- DOCUMENT SOURCE:
======
Graphique 1 | Hausses de prix des puces bas de gamme (traditionnelles)

Source : Counterpoint Technology Research, Robeco

Comme le montre le graphique 1, les hausses de prix se poursuivront en 2022, ce qui indique un déséquilibre persistant entre l’offre et la demande de puces traditionnelles. Par conséquent, nous ne sommes pas d’avis que la pénurie de l’offre des semi-conducteurs sera résolue aussi rapidement que certains acteurs du secteur et investisseurs le prévoient. Les ruptures d’approvisionnement pourraient simplement se déplacer vers d’autres secteurs du marché.

Le pire est peut-être encore à venir

La chaîne d’approvisionnement mondiale des semi-conducteurs, qui est hautement consolidée, est aussi exposée à plusieurs risques. Un confinement consécutif à l’épidémie de coronavirus à Xi’an, un centre de production important en Chine qui abrite de nombreuses usines de fabrication de composants de puces mémoire, a entraîné une interruption temporaire de l’approvisionnement des leaders du marché des semi-conducteurs, Samsung et Micron. En outre, un incendie sur le site de production optique d’ASML à Berlin au cours de la nuit de la Saint-Sylvestre pourrait également avoir des répercussions pour les clients. Des incidents de ce type pourraient aggraver davantage les déséquilibres de l’offre et faire grimper les prix.
======
Entrées enregistrées

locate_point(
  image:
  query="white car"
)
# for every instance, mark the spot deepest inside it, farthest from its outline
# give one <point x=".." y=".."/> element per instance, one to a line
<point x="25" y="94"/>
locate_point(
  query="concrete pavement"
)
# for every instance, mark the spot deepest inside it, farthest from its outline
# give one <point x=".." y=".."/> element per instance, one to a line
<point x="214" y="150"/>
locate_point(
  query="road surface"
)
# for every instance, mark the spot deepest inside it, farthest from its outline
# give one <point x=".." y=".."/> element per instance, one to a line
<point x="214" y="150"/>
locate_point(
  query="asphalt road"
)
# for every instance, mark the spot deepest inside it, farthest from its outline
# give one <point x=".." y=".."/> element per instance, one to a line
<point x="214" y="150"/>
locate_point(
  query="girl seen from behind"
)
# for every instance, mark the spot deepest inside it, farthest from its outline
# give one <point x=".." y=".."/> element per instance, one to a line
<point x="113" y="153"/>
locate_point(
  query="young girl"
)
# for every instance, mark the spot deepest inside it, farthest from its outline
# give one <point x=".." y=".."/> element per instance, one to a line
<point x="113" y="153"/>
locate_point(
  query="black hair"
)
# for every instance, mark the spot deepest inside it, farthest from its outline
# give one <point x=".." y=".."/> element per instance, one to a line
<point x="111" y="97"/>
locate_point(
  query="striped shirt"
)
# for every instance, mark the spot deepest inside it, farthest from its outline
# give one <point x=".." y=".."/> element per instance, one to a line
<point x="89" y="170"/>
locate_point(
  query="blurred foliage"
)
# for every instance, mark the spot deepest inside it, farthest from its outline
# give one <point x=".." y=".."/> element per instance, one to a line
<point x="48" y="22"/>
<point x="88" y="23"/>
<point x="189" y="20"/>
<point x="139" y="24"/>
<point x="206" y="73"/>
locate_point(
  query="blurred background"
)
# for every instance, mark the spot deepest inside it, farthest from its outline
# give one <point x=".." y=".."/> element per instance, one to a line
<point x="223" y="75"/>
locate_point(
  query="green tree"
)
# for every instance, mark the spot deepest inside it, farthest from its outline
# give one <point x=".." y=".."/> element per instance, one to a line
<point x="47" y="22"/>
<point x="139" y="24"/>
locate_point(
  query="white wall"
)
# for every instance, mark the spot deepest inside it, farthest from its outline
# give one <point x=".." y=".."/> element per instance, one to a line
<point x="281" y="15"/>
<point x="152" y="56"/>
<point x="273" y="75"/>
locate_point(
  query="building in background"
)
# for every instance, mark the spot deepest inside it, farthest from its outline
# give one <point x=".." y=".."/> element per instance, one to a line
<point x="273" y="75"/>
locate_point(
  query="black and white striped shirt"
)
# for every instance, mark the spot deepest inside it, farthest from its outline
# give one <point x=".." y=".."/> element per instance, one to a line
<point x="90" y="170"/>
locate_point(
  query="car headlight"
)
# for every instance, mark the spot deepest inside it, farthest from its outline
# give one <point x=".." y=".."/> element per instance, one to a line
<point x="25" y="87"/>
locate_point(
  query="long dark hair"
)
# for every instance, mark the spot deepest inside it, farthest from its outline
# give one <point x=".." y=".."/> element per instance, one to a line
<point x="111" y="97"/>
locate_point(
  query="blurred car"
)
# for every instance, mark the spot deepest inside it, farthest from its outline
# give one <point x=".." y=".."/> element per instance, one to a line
======
- CONSIGNE:
D'après le document source sur la pénurie de semi-conducteurs, quels leaders du marché ont vu leur approvisionnement temporairement interrompu par le confinement à Xi'an ?

- RÉPONSE:
Samsung et Micron.